---------- Document segment ----------

- Rudeness at work has increased since the pandemic began, according to a recent survey from Korn Ferry. Fifty-nine percent of respondents said colleagues were more rude compared to pre-pandemic times, while 41% reported their colleagues were less rude.
- Seven in 10 workers agreed that working remotely made it easier for colleagues to be rude through behaviors such as interrupting on phone calls and not returning emails, survey results showed. Roughly one-quarter of people reported remote work enabled rudeness to "a great extent."
- Korn Ferry surveyed 690 professionals for the survey in early November.
Rudeness creates more than a temporary unpleasantness; it can seriously disrupt workers' productivity and provide an incentive for them to find a new job. Korn Ferry's survey found that nearly 4 in 5 workers find it difficult to focus on work after having an experience with rudeness; that 83% of workers try to avoid rude colleagues; and that 3 in 4 workers have considered quitting due to a rude colleague or boss.
Allowing rudeness to proliferate can be a culture-killer for the workplace. In a post on its findings, Korn Ferry referenced a recent meta-analysis of 70 studies by Larry Martinez, an associate professor at Portland State University, which found "that workplace incivility ripples through teams and organizations and causes more damage than previously thought." Rudeness is "contagious," James Bywater, associate client partner at Korn Ferry, added in the post.
Bywater also noted that rudeness goes beyond angry outbursts and other extreme presentations of emotion — it can also include "small snubs and rebuffs." In many cases, people don't even know how they're being perceived. Often, when they find out through the intervention of a manager or member of the HR team, they're "just appalled," Debra Hermann, senior client partner at Korn Ferry, told HR Dive in a phone call. "They have no idea how they came across."
Hermann recommends approaching the perpetrator with direct feedback and in good faith, and — in the cases of small slights — assuming they didn't know how they made the recipient of the rudeness feel. With bigger or recurring rudeness issues, it's worth considering whether the perpetrator may need some coaching or a more specialized approach. In some cases, the situation may require a reprimand.
Responding to the recipient of the rudeness is no less important, Hermann said. "When someone is rude to you, you often have a physiological response," she noted, pointing out that a person's heart rate can increase and they can ruminate on the interaction. "Check in to help them get past it," she said. Give them a moment to take a deep breath and remind them that the rudeness likely was not personal.
To help prevent rudeness in the workplace, particularly in remote-work setups, Hermann suggested telling employees to take breaks and step away from their screens, especially when they're feeling agitated. She pointed out that all workers have moments of annoyance or anger.
Burnout and overwork are likely contributing to a rise in rudeness; employers can help alleviate these issues long term by reviewing compensation plans and looking for ways to improve work-life balance. As a more immediate step, employers might approach the ratcheting up of rudeness by experimenting with mindfulness workshops or benefits that allow employees to book free yoga or meditation classes or free counseling.

---------- Material provided ----------

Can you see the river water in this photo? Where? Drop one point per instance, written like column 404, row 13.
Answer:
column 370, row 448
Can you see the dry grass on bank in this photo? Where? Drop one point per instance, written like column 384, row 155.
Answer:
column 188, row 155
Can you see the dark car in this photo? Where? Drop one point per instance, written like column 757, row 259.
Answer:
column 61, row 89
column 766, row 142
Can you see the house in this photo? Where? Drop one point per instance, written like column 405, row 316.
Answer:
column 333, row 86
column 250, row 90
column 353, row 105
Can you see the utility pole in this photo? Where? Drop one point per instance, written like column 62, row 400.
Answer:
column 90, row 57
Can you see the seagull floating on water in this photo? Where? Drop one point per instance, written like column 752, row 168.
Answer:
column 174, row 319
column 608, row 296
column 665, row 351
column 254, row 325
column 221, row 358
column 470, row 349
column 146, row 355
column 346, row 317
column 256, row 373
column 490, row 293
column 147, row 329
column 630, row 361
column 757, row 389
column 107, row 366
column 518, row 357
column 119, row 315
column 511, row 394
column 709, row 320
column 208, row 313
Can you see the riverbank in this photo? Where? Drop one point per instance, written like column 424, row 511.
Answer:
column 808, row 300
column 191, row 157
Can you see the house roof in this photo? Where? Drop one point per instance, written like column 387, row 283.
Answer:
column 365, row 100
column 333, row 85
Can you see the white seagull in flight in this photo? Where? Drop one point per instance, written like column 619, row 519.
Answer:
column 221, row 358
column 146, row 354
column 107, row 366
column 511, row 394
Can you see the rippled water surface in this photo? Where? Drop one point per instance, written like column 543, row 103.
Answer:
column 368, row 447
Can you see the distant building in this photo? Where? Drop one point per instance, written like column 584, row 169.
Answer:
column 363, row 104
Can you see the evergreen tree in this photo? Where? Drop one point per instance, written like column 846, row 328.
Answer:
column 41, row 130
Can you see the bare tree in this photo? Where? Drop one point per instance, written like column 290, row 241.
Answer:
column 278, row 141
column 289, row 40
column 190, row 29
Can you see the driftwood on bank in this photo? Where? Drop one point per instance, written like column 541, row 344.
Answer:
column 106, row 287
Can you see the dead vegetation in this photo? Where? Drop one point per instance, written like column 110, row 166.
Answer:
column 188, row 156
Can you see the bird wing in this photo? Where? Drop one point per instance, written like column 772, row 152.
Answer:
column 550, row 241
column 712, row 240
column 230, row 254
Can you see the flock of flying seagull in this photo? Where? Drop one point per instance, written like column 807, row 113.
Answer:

----------

Reproduce verbatim the passage of the article on workplace rudeness between "- Korn Ferry" and "colleague or boss.", inclusive.

- Korn Ferry surveyed 690 professionals for the survey in early November.
Rudeness creates more than a temporary unpleasantness; it can seriously disrupt workers' productivity and provide an incentive for them to find a new job. Korn Ferry's survey found that nearly 4 in 5 workers find it difficult to focus on work after having an experience with rudeness; that 83% of workers try to avoid rude colleagues; and that 3 in 4 workers have considered quitting due to a rude colleague or boss.